■ TASK DIRECTIONS
Count the lines in the entries below that contain the string "wooden", matching case exactly. Reply with that number alone.

■ DATA SECTION
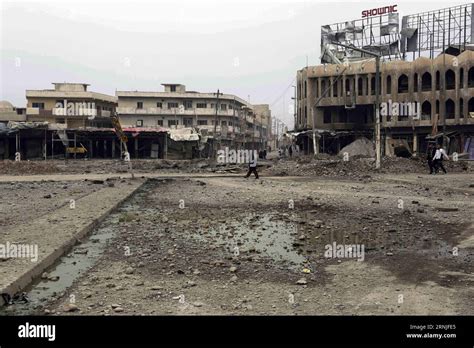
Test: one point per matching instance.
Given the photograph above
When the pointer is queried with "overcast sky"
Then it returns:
(251, 48)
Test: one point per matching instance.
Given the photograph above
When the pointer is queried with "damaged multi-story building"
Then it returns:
(227, 119)
(420, 100)
(70, 120)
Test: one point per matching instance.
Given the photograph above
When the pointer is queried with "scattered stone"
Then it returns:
(302, 281)
(129, 270)
(71, 308)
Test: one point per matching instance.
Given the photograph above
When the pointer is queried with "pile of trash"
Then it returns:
(8, 167)
(357, 167)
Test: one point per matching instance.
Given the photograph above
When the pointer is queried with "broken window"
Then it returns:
(360, 88)
(450, 109)
(426, 110)
(327, 116)
(389, 84)
(470, 106)
(426, 82)
(450, 79)
(172, 105)
(323, 88)
(403, 84)
(470, 78)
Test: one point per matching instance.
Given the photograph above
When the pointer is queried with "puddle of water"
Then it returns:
(72, 265)
(264, 233)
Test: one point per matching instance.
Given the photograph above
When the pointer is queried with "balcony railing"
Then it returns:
(177, 111)
(72, 112)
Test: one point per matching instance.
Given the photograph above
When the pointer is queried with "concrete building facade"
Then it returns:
(70, 104)
(230, 118)
(441, 91)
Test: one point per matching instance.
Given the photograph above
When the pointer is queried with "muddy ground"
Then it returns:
(227, 245)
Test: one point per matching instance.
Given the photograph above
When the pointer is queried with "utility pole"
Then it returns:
(215, 123)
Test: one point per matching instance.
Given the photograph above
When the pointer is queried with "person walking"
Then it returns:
(252, 166)
(438, 158)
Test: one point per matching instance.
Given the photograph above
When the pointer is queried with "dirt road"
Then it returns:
(217, 245)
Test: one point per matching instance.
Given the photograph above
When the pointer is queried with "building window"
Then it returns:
(426, 110)
(403, 84)
(470, 105)
(389, 84)
(450, 109)
(38, 105)
(327, 116)
(172, 105)
(426, 82)
(450, 79)
(470, 78)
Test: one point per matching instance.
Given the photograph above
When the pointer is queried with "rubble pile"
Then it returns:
(359, 147)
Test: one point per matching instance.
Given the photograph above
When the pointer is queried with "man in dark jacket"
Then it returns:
(252, 166)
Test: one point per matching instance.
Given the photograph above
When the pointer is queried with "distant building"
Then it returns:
(441, 91)
(70, 104)
(237, 120)
(10, 113)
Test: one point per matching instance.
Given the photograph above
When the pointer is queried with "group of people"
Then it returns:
(436, 154)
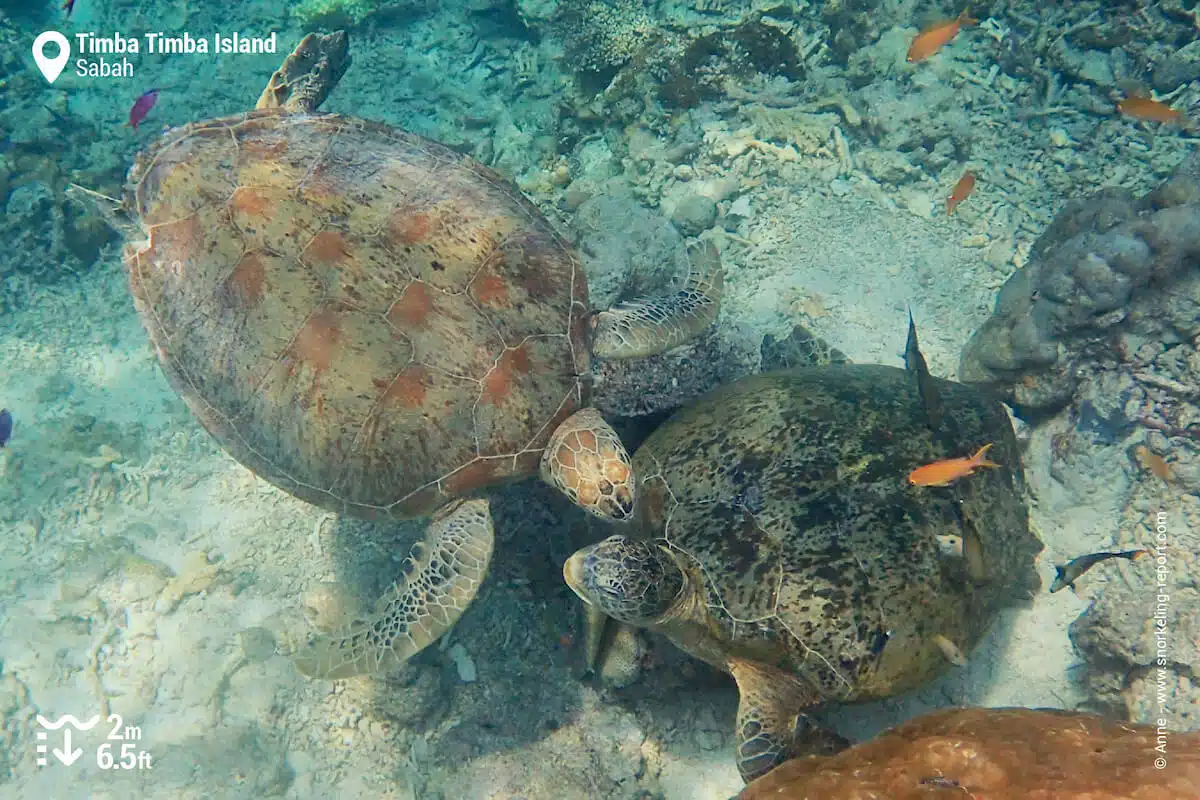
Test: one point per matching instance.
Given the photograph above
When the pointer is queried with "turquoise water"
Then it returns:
(160, 573)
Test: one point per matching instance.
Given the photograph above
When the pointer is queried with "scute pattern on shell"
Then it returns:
(787, 492)
(364, 317)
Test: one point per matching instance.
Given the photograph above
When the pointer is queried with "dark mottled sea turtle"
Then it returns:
(382, 326)
(780, 541)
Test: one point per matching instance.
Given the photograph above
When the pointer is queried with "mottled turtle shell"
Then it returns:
(364, 317)
(787, 493)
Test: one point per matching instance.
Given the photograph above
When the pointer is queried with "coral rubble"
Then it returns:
(999, 753)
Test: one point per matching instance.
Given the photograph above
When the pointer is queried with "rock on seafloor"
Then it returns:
(1000, 755)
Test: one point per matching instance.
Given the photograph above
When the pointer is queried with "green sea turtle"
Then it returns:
(778, 539)
(384, 328)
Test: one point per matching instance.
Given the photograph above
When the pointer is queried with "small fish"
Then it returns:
(1152, 110)
(941, 782)
(951, 650)
(1073, 570)
(972, 552)
(927, 388)
(947, 470)
(960, 192)
(142, 107)
(936, 36)
(1153, 462)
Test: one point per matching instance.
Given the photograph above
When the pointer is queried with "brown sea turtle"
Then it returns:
(384, 328)
(778, 539)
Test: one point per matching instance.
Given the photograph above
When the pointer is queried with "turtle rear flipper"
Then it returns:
(772, 726)
(443, 575)
(649, 325)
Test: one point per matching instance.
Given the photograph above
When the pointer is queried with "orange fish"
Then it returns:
(946, 471)
(936, 36)
(1153, 462)
(1152, 110)
(961, 191)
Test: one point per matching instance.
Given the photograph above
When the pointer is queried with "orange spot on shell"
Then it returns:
(249, 202)
(473, 476)
(328, 247)
(246, 280)
(492, 290)
(407, 390)
(317, 341)
(413, 306)
(263, 149)
(498, 382)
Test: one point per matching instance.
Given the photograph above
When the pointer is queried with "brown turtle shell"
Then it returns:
(365, 318)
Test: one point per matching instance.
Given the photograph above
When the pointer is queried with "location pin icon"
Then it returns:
(52, 67)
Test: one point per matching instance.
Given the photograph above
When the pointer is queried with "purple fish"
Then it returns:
(142, 107)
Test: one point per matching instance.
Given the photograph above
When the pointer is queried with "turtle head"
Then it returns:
(631, 581)
(309, 73)
(586, 461)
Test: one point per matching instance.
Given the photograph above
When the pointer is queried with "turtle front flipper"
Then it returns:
(649, 325)
(443, 573)
(772, 726)
(586, 461)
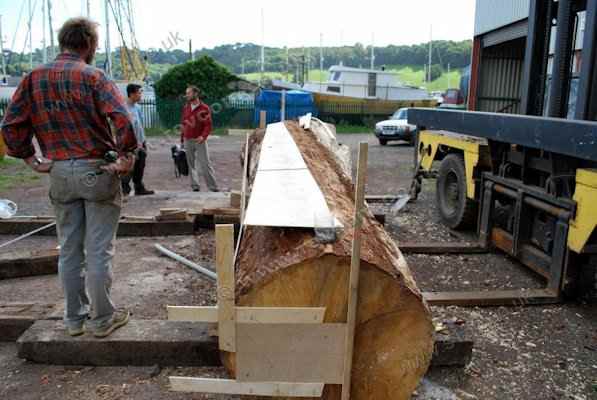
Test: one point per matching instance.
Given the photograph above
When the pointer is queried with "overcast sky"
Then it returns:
(293, 24)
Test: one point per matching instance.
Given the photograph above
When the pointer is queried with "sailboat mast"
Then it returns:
(430, 52)
(44, 50)
(108, 48)
(30, 36)
(2, 49)
(51, 29)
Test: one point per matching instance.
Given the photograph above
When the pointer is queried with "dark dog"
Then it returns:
(180, 161)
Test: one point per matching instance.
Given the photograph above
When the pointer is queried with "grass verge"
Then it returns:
(14, 173)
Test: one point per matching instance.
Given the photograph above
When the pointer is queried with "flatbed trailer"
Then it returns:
(521, 165)
(528, 185)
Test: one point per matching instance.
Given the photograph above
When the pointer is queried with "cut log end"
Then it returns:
(282, 267)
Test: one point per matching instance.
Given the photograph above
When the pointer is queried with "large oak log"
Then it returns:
(290, 268)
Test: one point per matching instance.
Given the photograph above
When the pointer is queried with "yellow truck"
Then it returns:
(521, 165)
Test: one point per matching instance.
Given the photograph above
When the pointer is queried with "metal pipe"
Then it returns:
(43, 228)
(560, 74)
(195, 267)
(533, 202)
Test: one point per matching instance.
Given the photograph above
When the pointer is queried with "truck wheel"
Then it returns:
(456, 210)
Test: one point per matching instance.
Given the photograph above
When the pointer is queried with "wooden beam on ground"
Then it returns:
(452, 347)
(126, 228)
(28, 263)
(355, 268)
(492, 298)
(371, 199)
(290, 353)
(16, 318)
(151, 342)
(139, 343)
(442, 248)
(227, 386)
(225, 289)
(235, 199)
(255, 315)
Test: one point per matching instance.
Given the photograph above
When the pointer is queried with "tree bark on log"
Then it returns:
(287, 267)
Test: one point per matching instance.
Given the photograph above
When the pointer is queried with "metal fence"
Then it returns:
(166, 113)
(240, 114)
(3, 106)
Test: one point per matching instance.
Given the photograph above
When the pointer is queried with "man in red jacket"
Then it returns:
(196, 127)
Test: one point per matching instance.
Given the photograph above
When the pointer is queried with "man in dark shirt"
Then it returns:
(66, 105)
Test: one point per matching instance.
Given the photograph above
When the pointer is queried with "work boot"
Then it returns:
(141, 191)
(78, 331)
(119, 318)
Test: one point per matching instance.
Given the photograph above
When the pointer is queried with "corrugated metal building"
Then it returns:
(500, 34)
(494, 14)
(497, 68)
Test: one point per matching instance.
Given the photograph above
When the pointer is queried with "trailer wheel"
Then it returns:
(587, 280)
(456, 210)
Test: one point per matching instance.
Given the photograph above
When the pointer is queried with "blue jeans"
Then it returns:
(87, 203)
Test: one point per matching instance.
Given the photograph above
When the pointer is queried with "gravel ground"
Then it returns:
(520, 353)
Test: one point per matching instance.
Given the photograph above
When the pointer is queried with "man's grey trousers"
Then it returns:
(87, 203)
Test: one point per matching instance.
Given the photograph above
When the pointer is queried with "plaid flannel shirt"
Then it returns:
(66, 105)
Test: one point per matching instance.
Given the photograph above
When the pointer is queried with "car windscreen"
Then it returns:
(400, 114)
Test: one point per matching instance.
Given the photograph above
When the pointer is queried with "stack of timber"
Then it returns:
(290, 267)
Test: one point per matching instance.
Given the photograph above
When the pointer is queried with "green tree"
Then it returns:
(436, 71)
(212, 78)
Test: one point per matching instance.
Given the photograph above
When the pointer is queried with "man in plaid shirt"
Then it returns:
(66, 105)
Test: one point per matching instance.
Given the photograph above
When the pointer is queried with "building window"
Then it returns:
(372, 89)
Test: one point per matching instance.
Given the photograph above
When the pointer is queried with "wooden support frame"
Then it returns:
(229, 386)
(277, 349)
(355, 267)
(250, 315)
(225, 271)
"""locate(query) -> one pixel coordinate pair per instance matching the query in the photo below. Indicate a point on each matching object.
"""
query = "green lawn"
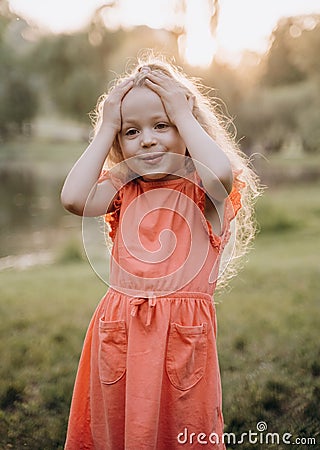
(268, 335)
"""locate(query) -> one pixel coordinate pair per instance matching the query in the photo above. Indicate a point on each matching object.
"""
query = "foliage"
(18, 99)
(267, 331)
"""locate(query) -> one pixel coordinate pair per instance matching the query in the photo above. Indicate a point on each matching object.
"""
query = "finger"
(191, 101)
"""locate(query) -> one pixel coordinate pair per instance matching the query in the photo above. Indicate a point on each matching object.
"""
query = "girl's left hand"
(175, 101)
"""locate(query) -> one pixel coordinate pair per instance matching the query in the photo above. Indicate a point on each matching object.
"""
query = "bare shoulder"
(101, 200)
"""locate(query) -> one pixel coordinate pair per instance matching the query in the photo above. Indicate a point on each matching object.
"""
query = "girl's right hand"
(111, 113)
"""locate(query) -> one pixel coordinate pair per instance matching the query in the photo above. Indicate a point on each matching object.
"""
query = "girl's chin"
(158, 176)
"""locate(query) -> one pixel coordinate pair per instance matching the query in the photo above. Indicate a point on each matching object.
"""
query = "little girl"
(148, 377)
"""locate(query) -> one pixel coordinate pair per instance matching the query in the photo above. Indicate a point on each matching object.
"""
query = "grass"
(268, 327)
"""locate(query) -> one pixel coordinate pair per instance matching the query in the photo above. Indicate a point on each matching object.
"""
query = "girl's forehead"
(141, 100)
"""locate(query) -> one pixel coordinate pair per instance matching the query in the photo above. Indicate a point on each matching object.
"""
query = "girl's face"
(148, 135)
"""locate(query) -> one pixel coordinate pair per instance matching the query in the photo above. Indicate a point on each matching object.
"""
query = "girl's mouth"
(153, 158)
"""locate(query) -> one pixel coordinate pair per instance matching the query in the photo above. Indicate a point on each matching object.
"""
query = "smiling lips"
(153, 157)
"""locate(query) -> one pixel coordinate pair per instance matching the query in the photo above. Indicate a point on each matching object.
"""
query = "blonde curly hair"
(207, 111)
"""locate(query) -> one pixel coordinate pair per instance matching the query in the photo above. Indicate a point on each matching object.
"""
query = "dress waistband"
(152, 297)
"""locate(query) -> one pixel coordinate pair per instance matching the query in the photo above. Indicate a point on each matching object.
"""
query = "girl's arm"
(212, 164)
(81, 194)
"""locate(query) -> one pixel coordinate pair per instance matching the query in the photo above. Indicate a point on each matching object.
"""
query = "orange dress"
(148, 376)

■ RESULT
2